- EXERCISE PASSAGE
When IU Southeast extended its 2020 spring break, students thought they would only be gone from campus for a short time.
“We all thought it was going to be just two weeks,” said Whitney Brunson, a sophomore majoring in sociology at IUS.
However, as anxiety and depression rates both increased during the COVID-19 pandemic, the mental health of IUS students began to decline after the extended spring break.
As students turned to a virtual class setting, school began to feel optional. The lack of a rigid schedule and also not being able to see friends on campus to do homework with meant that they had to start creating their own schedules to accomplish classwork.
Kaylee Mayfield, a junior majoring in English at IUS, found new ways to connect with friends from a distance. They have kept in touch by using social media, talking regularly and playing games over video chat.
While Mayfield believes the pandemic gave her a blessing by spending more time with family, she also began to fall into a mental rut. Before the COVID-19 pandemic, Mayfield was able to keep her stress under control.
“I knew my patterns to stop myself from stressing out,” she said.
Mayfield now has to work harder to find ways to manage stress, using methods such as listening to music and getting enough sleep.
Brunson also realized she was becoming stressed and then deeply felt the need to be with her community of people.
“I realized not to waste any moment I spend with people,” she said.
Finances also began to throw college students under the bus. The distance fees included for online courses were looming over their heads, pulling them deeper into higher tuition rates, debt and student loans.
Many students work to pay for their own education. A lot of people lost their jobs last year due to the pandemic. How can they pay for the extra amount of distance fees?
Mayfield pays for half of her college expenses and her parents pay the other half. For two months during lockdown, Mayfield was out of work.
“I didn’t have any income whatsoever,” she said.
Mayfield’s parents live in Ohio and she was able to stay with them during the lockdown. She also had a savings fund built up, so she was able to make it through.

- DATASET EXCERPTS
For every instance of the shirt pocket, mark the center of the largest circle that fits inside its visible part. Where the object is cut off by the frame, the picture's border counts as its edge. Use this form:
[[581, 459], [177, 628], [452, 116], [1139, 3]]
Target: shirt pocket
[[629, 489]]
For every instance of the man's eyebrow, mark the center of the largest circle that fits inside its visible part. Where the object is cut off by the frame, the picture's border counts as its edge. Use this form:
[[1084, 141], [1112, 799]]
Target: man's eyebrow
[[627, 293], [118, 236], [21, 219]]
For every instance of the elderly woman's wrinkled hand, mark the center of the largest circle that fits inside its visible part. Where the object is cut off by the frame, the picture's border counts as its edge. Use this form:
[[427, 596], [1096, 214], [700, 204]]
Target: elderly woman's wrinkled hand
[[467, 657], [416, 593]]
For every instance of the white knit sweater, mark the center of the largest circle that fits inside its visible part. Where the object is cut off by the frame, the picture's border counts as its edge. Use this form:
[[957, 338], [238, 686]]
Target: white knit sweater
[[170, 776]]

- TASKS
a. According to the article on IU Southeast students during the pandemic, how was Mayfield able to get through the two months she was out of work during lockdown? Answer in one to three sentences.
b. Rewrite the paragraph of the article on IU Southeast students during the pandemic that begins "As students turned to a virtual class setting" as a brief bulleted list that keeps its main facts.
c. Output the part of the article on IU Southeast students during the pandemic from "Kaylee Mayfield, a" up to and including "community of people.", keeping every word and punctuation mark unchanged.
The records can be set aside; nothing here depends on them.

- RESPONSES TO THE TASKS
a. Mayfield was able to stay with her parents in Ohio during the lockdown. She also had built up a savings fund, which let her make it through without any income.

b.
- With classes moved online, school began to feel optional.
- Students no longer had a rigid schedule.
- They could not see friends on campus to do homework with.
- As a result, they had to create their own schedules to get classwork done.

c.
Kaylee Mayfield, a junior majoring in English at IUS, found new ways to connect with friends from a distance. They have kept in touch by using social media, talking regularly and playing games over video chat.
While Mayfield believes the pandemic gave her a blessing by spending more time with family, she also began to fall into a mental rut. Before the COVID-19 pandemic, Mayfield was able to keep her stress under control.
“I knew my patterns to stop myself from stressing out,” she said.
Mayfield now has to work harder to find ways to manage stress, using methods such as listening to music and getting enough sleep.
Brunson also realized she was becoming stressed and then deeply felt the need to be with her community of people.